_Required action_
Read each line of the material and note whether it contains "query". Give the number of such lines and nothing else.

_Supplied records_
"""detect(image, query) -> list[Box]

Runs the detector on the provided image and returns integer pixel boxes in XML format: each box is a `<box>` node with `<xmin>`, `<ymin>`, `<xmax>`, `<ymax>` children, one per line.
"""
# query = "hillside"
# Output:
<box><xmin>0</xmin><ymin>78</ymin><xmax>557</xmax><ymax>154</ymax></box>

_Your solution_
2